TASK DIRECTIONS |
From the entries below, report how many lines contain the string "bristly". Only the number is wanted.

SOURCE MATERIAL |
::::

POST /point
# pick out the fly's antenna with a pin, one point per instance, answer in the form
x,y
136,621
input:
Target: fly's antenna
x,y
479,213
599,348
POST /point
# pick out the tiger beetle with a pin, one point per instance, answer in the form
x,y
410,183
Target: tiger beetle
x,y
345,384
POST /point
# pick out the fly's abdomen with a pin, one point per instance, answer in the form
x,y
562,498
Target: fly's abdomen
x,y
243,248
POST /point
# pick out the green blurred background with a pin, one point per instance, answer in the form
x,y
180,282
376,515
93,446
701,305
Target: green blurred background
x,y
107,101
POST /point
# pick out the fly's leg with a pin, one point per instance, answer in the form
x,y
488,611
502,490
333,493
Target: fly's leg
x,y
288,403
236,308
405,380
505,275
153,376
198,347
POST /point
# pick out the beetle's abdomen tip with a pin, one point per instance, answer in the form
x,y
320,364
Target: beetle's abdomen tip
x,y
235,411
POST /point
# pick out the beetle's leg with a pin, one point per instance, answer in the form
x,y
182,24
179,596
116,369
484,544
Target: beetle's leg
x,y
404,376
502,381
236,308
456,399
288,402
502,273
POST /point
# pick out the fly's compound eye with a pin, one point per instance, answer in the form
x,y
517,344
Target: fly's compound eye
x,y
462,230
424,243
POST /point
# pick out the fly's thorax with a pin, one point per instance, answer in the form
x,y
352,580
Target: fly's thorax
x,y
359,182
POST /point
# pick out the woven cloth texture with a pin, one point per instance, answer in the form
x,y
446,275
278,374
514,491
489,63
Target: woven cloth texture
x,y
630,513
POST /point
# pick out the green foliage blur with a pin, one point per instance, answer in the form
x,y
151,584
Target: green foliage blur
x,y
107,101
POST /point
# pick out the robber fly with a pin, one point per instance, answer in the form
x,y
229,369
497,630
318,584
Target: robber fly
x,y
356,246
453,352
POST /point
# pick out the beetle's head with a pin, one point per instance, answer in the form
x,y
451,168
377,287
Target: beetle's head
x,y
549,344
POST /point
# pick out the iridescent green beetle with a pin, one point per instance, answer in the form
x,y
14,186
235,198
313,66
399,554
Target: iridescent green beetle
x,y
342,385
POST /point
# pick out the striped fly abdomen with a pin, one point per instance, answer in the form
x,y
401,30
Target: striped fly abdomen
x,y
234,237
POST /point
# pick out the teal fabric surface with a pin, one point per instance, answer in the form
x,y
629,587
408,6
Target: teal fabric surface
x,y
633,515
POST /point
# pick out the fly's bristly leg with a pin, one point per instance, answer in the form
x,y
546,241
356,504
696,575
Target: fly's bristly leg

::::

EXERCISE RESULT |
2